_Direction_
Give back, unchanged, everything from the line containing "Mark the farmhouse" down to the end of the material.

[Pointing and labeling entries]
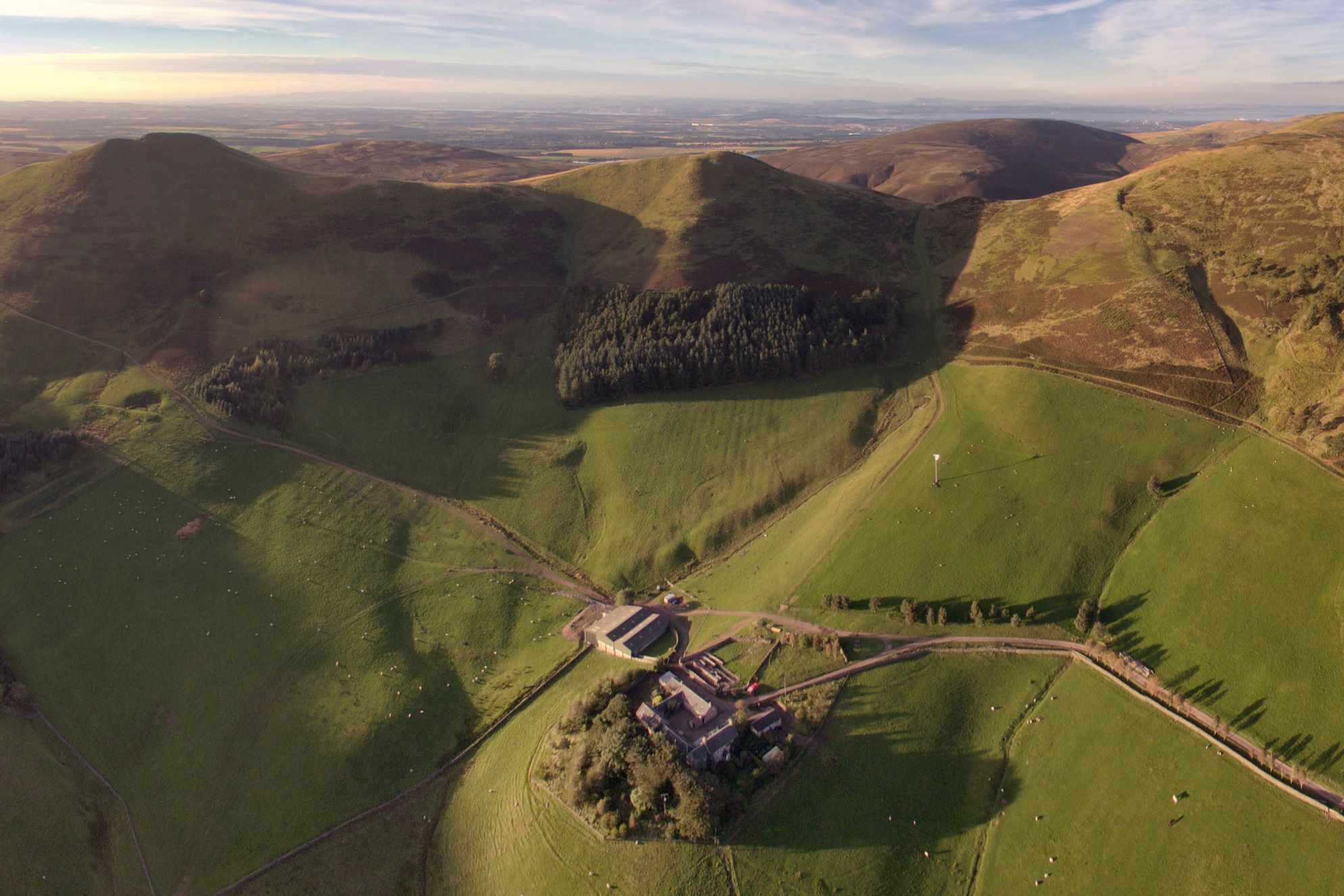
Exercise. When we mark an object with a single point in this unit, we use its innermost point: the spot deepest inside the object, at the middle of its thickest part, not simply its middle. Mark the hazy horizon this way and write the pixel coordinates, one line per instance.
(1054, 51)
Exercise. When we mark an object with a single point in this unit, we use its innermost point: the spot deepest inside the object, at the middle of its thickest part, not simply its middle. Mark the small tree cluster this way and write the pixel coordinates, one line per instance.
(625, 781)
(1089, 614)
(825, 643)
(14, 696)
(256, 383)
(26, 451)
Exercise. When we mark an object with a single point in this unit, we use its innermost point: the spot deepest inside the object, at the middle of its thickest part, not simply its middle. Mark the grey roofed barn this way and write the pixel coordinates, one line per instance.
(625, 632)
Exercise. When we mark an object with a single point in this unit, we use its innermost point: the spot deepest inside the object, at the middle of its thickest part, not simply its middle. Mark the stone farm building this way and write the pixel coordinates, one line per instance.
(690, 720)
(625, 632)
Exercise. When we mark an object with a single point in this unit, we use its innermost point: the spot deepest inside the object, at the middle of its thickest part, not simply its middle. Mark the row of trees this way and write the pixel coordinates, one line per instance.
(914, 612)
(827, 643)
(256, 384)
(612, 772)
(26, 451)
(619, 341)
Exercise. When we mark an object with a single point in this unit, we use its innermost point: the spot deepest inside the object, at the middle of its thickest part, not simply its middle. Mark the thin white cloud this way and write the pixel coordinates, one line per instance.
(1224, 39)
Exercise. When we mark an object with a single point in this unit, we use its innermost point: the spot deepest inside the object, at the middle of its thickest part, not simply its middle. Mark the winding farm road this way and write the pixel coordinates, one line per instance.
(1145, 687)
(896, 648)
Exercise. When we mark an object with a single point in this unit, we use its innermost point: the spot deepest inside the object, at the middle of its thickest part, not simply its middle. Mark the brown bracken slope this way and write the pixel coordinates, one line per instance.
(417, 160)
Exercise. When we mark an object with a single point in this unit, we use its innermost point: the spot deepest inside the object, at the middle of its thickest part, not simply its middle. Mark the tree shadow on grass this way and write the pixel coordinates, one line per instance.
(1253, 712)
(1058, 609)
(1327, 760)
(994, 469)
(1174, 485)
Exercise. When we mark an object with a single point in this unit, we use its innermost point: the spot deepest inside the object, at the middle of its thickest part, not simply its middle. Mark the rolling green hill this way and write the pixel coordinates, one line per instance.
(1211, 276)
(176, 245)
(631, 492)
(913, 761)
(1043, 484)
(315, 647)
(699, 221)
(984, 157)
(253, 644)
(416, 160)
(11, 159)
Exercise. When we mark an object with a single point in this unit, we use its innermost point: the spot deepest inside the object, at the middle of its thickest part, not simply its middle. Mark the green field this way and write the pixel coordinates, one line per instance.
(1043, 482)
(1235, 595)
(64, 832)
(629, 492)
(910, 761)
(316, 647)
(790, 664)
(1100, 770)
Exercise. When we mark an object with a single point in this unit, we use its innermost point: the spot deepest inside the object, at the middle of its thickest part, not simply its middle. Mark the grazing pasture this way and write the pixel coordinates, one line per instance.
(1234, 594)
(1093, 786)
(316, 647)
(629, 492)
(64, 832)
(1043, 484)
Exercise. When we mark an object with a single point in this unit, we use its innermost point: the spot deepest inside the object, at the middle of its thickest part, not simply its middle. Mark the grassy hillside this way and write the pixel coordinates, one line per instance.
(1214, 134)
(1043, 484)
(315, 648)
(698, 221)
(179, 245)
(1092, 787)
(1232, 597)
(629, 492)
(986, 157)
(11, 159)
(418, 160)
(64, 830)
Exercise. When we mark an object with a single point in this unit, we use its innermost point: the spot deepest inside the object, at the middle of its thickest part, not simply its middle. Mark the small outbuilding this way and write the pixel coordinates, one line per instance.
(625, 632)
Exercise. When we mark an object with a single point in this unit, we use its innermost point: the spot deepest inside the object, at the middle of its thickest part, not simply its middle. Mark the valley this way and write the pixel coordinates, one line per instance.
(319, 655)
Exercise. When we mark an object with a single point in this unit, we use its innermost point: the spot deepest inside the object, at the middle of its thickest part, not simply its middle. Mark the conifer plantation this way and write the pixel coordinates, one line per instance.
(619, 341)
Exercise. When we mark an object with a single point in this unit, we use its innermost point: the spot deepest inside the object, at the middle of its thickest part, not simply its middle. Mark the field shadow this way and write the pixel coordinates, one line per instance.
(1253, 712)
(1176, 484)
(994, 469)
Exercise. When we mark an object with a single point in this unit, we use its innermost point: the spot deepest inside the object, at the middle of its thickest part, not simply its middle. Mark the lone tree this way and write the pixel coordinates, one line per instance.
(1088, 616)
(495, 366)
(907, 610)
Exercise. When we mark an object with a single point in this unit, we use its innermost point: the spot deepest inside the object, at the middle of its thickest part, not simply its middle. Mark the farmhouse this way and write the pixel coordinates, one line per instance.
(625, 632)
(690, 720)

_Task output_
Exercise. When we mark an object with a single point in this unit, we use its innermost point: the spot deepest inside the object, at the middle of its thickest part, not simply its middle. Mark the farmhouse this way and write the pixel coordinates, one line per instance.
(625, 632)
(690, 720)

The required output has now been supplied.